> _GIVEN INSTRUCTION_
Rewrite the rows below with "JSON structure" swapped for "JSON format" wherever it appears, keeping everything else the same. Omit the pictures from your answer.

> _EXTRACTED RECORDS_
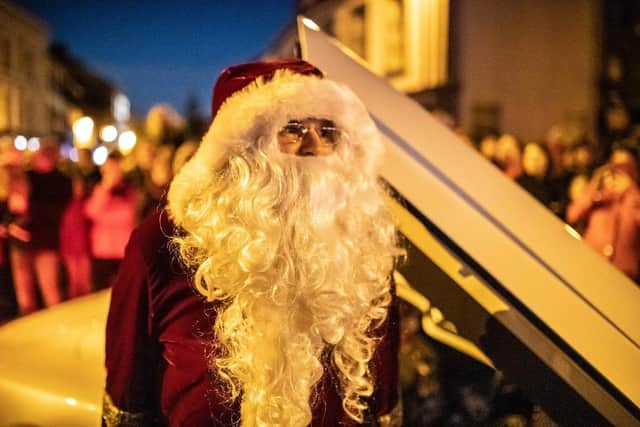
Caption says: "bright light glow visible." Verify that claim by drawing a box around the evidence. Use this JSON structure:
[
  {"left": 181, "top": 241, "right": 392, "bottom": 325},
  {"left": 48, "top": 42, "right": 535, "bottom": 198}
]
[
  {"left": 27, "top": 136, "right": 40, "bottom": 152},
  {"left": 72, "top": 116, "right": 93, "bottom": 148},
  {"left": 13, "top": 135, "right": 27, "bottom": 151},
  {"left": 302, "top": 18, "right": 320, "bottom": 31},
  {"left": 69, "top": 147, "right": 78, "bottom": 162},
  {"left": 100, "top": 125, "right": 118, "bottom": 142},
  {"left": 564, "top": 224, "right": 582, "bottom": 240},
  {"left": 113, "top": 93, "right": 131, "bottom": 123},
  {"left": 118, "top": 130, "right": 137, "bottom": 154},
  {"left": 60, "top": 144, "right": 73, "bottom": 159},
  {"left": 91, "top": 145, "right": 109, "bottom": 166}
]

> _EXERCISE RESULT_
Caption says: "bright light glow visible." Verify that claim by drawing a box around the evidence. Use this JSON format:
[
  {"left": 181, "top": 241, "right": 392, "bottom": 325},
  {"left": 48, "top": 42, "right": 535, "bottom": 198}
]
[
  {"left": 27, "top": 136, "right": 40, "bottom": 152},
  {"left": 72, "top": 116, "right": 93, "bottom": 148},
  {"left": 13, "top": 135, "right": 27, "bottom": 151},
  {"left": 302, "top": 18, "right": 320, "bottom": 31},
  {"left": 69, "top": 147, "right": 78, "bottom": 162},
  {"left": 100, "top": 125, "right": 118, "bottom": 142},
  {"left": 564, "top": 224, "right": 582, "bottom": 240},
  {"left": 113, "top": 93, "right": 131, "bottom": 123},
  {"left": 118, "top": 130, "right": 137, "bottom": 154},
  {"left": 60, "top": 144, "right": 73, "bottom": 159},
  {"left": 91, "top": 145, "right": 109, "bottom": 166}
]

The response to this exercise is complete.